━━━ Given passage ━━━

Magnus can - then this is Parcel Storm from ground level. DICE have added a dynamic
weather system in this map that develops into a full tropical storm!

Proof is in the pudding...Treacle or Tart?

So, how does my repaired PC perform with the incredibly demanding Battlefield 4? Well, quite nicely really – I can get the graphics settings up to medium if I want now (though prefer to play with them set to low to squeeze out better frame rates). But most satisfying is the hit performance in one-on-one encounters – I am now shooting targets where they are, and not whether they were! The result of this is my abysmal K/D ratio has been somewhat stemmed and I am beginning to turn it around.

I am, I’m afraid to admit, not as fast as I used to be and am not capable of getting the scores I used to when playing with the ‘young guns’ – their reactions are just too fast for me now. But I am trying to equalize this out by being a bit more tactical and concentrating on working on my squad skills (even ‘practicing’ was muted by a fellow team mate)!

Left: As an Engineer I have settled on the combination of M2 Slam mines and SRAW anti-tank guided missile. I've always enjoyed my anti-vehicle role and BF4 has refined this role with some additional specialist gadgets. Chief among these is the M2 SLAM - it's a mine but can also be used as a 'sticky' charge, giving you the versatility that used to come with C4 in BF2/3.

The SRAW is not a 'fire and forget' missile and only locks onto target when a laser designator is employed to 'paint' you target. But it is a nice compromise between the 'dumb' RPG and the more 'high tech' Javelin AT weapons as it can be guided BUT still be used to 'noob tube' unsuspecting victims (particularly snipers who might be out of the range of your PDW or Carbine).

Battlefield 4 is a nice - but delicate - balance of 'run and gun' and tactical play. Yes, there are times you will need to have those 'twitcher' reactions when who shots first lives, but you can temper this sort of high-adrenaline and frenetic play by integrating yourself into a good squad and doing your job. A good squad leader is invaluable, particularly one that can recognise tactical openings to guide your team to opportune goals.

Alas, as always, those pesky snipers can turn the game into a chore on public servers (where it is not unusual to see whole squads made up of the Recon class), but a good commander can soon put pay to their shenanigans, or there is fun to be had as a chopper door-gunner raining down death on the roof-to assassins! The good news is that some of the better clan servers are already putting limits on the numbers of snipers so that we grunts can get on and do what we love doing.

The Engineer class has access to the PDW (submachine guns) and Carbine firearms. I prefer
the carbines as they give me some medium range capability. The Bushmaster ACW-R - perhaps
better known to gun nuts as the 'Masada' - is my favourite carbine due to it's 800rpm.

9mm pistols are 9mm pistols, but I find the 'M9' has a bit more wack and consistency. It's rate
of fire makes up for the lighter round, though I am looking forward to working my way up
to something with a bit more clout - like the good old .45 1911.

━━━ Given information ━━━

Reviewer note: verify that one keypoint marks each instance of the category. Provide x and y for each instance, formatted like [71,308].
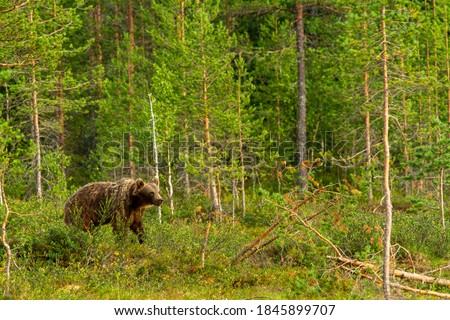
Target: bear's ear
[139,183]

━━━

*Tasks*.
**1.** According to the Battlefield 4 post, what rate of fire makes the Bushmaster ACW-R the writer's favorite carbine?
**2.** List every specific carbine or pistol model that the Battlefield 4 post names.
**3.** Reproduce the Battlefield 4 post word for word, from "I am, I’m afraid" through "C4 in BF2/3.".

*Expected results*.
**1.** 800rpm.

**2.** Bushmaster ACW-R (also known as the 'Masada'), M9, .45 1911

**3.**
I am, I’m afraid to admit, not as fast as I used to be and am not capable of getting the scores I used to when playing with the ‘young guns’ – their reactions are just too fast for me now. But I am trying to equalize this out by being a bit more tactical and concentrating on working on my squad skills (even ‘practicing’ was muted by a fellow team mate)!

Left: As an Engineer I have settled on the combination of M2 Slam mines and SRAW anti-tank guided missile. I've always enjoyed my anti-vehicle role and BF4 has refined this role with some additional specialist gadgets. Chief among these is the M2 SLAM - it's a mine but can also be used as a 'sticky' charge, giving you the versatility that used to come with C4 in BF2/3.